What you have to do
Lines from the records below that contain the word "warm" are to be copied out.

Source data
------

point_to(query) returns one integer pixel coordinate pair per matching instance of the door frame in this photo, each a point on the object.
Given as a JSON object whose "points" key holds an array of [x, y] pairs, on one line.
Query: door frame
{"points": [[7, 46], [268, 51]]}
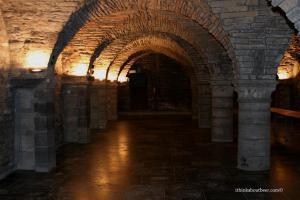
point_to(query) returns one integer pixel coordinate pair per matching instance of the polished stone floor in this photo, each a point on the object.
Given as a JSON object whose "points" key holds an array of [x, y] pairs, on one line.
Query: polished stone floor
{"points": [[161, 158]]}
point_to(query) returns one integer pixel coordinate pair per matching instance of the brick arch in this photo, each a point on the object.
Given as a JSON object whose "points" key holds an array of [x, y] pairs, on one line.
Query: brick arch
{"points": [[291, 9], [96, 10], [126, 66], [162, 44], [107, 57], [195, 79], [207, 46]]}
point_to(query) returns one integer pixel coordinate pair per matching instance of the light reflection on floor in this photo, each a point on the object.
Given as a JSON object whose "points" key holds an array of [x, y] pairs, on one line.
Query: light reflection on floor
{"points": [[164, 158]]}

------

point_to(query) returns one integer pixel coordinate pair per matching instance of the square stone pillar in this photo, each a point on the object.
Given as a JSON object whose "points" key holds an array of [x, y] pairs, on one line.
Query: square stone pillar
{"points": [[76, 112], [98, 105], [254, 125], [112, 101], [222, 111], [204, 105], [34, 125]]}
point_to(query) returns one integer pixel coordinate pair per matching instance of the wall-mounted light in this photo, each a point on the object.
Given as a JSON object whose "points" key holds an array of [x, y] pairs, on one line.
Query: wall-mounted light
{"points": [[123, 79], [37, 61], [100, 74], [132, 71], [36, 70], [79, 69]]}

------

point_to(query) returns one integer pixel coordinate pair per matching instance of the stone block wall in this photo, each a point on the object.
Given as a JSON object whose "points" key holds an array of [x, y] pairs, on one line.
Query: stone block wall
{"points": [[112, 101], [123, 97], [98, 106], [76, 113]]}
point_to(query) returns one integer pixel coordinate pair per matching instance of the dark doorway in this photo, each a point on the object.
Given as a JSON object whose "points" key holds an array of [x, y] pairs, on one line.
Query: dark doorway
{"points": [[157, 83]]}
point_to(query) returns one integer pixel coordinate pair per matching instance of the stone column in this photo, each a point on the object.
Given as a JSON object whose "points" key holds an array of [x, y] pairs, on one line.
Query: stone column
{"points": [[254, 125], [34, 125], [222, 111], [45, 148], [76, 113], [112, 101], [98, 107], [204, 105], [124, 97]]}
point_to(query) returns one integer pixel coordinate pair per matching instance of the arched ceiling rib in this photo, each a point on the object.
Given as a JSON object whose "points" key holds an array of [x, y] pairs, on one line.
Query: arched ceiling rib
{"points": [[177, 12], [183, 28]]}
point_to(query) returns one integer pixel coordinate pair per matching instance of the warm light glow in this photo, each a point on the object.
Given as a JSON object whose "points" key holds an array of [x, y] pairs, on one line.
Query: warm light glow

------

Solution
point_to(query) returns one integer pixel coordinate pair per matching instance of the warm light glow in this photo, each a point on the object.
Query: warm light glow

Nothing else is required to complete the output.